___ Source passage ___

Kate Klein, MA, MPH
Want to hear something scary? In 2011 at least one quarter of all car crashes involved cell phones ….one quarter! Furthermore, 78% of teens and young adults say they have read an SMS message while driving . These are scary statistics for everyone. A momentary lapse of attention on the part of a driver will impact everyone around them with devastating results.
These effects can be seen portrayed dramatically in ads to raise awareness about cell phone use and driving. The Texting and Driving Prevention campaign by the Ad Council, the office of the State Attorneys General and the National Highway Traffic Safety Administration has produced a series of chilling videos, one showing a group of laughing teens in a car – the driver texting – while they come upon a mother and child crossing the street . It’s a video one could barely watch without cringing. Many other entities, both government and civil society, are also producing advertisements aimed at scaring drivings into putting down the cell phones.

___

Your instructions — Pick up the passage on cell phone use and driving after its last sentence and keep writing it in the same manner.

___ Data excerpts ___

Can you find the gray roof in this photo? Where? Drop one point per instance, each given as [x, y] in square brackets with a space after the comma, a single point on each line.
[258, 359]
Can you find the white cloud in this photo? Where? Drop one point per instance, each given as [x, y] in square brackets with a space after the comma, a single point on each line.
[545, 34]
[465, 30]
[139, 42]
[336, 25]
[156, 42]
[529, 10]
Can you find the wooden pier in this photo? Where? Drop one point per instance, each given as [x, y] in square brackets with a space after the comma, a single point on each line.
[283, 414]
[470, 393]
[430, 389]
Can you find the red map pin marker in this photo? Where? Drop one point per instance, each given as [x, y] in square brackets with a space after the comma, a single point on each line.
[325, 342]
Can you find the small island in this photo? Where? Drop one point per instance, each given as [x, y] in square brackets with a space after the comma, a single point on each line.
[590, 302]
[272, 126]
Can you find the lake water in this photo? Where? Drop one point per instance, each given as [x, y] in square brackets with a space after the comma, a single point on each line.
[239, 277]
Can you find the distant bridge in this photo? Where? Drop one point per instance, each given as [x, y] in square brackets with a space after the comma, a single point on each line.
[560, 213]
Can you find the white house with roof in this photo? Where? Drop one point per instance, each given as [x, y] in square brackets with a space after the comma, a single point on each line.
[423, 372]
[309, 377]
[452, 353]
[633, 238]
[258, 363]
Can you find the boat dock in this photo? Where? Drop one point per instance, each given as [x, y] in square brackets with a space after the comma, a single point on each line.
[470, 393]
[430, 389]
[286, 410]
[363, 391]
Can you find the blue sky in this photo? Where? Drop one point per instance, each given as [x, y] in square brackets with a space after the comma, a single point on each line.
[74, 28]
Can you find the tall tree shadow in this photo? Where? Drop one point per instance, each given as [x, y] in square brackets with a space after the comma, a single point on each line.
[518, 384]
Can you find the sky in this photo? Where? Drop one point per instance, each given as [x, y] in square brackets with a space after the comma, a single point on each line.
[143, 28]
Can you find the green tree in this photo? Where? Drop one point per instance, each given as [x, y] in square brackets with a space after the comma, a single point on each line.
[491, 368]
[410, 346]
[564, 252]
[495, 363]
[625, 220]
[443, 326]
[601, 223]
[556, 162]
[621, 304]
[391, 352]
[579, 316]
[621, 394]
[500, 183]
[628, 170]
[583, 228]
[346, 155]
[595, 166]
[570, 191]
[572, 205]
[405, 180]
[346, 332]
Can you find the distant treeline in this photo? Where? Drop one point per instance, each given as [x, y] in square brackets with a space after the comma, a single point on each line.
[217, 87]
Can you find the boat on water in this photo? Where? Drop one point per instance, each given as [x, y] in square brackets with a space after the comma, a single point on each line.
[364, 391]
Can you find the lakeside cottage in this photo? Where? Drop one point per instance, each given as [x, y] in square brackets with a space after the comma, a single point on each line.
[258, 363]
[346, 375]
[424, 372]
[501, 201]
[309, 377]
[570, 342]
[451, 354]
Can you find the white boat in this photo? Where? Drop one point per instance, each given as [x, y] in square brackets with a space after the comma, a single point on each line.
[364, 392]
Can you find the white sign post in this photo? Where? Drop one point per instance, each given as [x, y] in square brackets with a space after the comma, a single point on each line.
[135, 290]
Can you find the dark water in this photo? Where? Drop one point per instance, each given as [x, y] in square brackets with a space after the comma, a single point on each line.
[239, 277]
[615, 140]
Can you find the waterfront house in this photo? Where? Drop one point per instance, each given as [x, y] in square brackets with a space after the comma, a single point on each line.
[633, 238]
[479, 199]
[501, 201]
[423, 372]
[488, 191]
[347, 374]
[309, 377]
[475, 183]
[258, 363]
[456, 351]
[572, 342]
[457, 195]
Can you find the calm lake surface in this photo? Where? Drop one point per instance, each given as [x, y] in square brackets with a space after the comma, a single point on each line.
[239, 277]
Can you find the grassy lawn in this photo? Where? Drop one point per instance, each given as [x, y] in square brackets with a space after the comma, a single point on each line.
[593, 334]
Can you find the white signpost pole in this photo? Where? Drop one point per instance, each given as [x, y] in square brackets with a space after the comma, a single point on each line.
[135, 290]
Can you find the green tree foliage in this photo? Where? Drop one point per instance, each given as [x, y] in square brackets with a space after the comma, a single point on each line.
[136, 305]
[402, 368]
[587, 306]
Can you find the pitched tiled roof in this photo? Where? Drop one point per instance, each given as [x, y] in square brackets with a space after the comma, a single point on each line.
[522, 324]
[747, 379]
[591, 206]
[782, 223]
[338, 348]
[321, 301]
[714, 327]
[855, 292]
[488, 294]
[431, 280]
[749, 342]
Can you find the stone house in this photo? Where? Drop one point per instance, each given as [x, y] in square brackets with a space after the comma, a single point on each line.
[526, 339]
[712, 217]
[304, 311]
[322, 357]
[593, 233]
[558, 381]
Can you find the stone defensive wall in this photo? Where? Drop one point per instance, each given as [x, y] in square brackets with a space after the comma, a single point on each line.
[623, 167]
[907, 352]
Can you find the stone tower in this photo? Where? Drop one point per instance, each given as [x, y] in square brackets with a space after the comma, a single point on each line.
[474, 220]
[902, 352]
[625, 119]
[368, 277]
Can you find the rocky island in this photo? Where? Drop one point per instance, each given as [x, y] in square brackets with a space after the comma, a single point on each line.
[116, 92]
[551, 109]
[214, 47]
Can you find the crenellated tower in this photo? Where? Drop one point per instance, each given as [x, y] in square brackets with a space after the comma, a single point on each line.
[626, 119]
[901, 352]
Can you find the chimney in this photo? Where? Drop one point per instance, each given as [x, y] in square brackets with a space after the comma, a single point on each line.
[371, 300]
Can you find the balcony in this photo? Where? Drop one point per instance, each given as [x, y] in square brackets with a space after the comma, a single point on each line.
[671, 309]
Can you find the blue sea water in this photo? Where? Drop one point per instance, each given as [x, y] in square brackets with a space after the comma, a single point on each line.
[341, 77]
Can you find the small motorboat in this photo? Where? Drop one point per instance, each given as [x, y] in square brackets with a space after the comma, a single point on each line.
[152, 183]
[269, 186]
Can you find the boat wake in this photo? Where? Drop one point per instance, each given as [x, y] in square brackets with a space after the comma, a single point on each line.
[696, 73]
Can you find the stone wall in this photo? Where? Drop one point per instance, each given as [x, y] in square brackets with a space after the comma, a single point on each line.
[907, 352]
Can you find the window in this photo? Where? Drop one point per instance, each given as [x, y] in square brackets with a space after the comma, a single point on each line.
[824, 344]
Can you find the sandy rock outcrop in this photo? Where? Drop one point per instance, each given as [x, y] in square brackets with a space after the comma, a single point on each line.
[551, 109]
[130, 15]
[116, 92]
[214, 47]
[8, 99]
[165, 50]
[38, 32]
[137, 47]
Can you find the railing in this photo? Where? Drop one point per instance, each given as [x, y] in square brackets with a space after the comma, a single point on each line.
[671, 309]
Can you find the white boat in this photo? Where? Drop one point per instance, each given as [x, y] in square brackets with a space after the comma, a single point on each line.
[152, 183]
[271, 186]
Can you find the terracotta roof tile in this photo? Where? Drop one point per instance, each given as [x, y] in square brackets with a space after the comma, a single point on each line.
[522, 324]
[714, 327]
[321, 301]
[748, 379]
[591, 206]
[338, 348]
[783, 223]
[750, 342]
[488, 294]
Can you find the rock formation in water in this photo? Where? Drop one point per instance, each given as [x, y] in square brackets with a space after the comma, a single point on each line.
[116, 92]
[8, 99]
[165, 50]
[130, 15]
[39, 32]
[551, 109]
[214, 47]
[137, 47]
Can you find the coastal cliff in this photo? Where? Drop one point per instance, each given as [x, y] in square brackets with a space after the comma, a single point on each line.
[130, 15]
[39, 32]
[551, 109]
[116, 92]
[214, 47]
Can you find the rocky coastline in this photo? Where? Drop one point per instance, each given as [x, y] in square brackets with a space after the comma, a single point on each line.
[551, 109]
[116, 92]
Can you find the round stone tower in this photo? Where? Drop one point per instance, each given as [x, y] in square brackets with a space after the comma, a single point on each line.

___

Task result —
In addition to these behavior change campaigns, most states have passed laws to ban cell phone use while driving. Thirty-seven states and DC ban all cell phone use by teen or novice drivers, and eighteen states and DC ban any cell phone use for school bus drivers . Penalties for cell phone use range from $20 in California to $10,000 in Alaska . In 2012, the the Federal Motor Carrier Safety Administration passed a law banning anyone with a Commercial Drivers License from using cell phones will driving. Commercial truck and bus companies that allow their drivers to use hand-held cell phones face a maximum penalty of $11,000 .
So the question is, do these laws and ad campaigns do the trick? Are people using their cell phones less? One study, conducted by the Highway Loss Data Institute, an insurance industry group, looked at accident rates before and after cell phone bans took effect in New York, the District of Columbia, Connecticut and California. Overall, the results were discouraging. Accident claims did not change after the cell phone bans took effect compared with states that do not have a cell phone ban .
As for advertisements, as part of its anti-texting & driving campaign, AT&T conducted a survey and found that 97% of teenagers know texting while driving is dangerous, however it also revealed that 89% of teenagers felt pressured to respond to a text message within one minute.
So if laws aren’t working, and advertisements aren’t working, what can be done? One place to start is with Sarah Jane Quillin’s article in the recently released Northwestern Public Health Reivew. Her article “Keep your Eyes on the Road Ahead: Avenues to Curb Texting & Driving in the US” presents a fascinating look at this health issue and ways we can try to tackle the problem. Find her article, and others, in the new issue at http://www.publichealth.northwestern.edu/nphr/.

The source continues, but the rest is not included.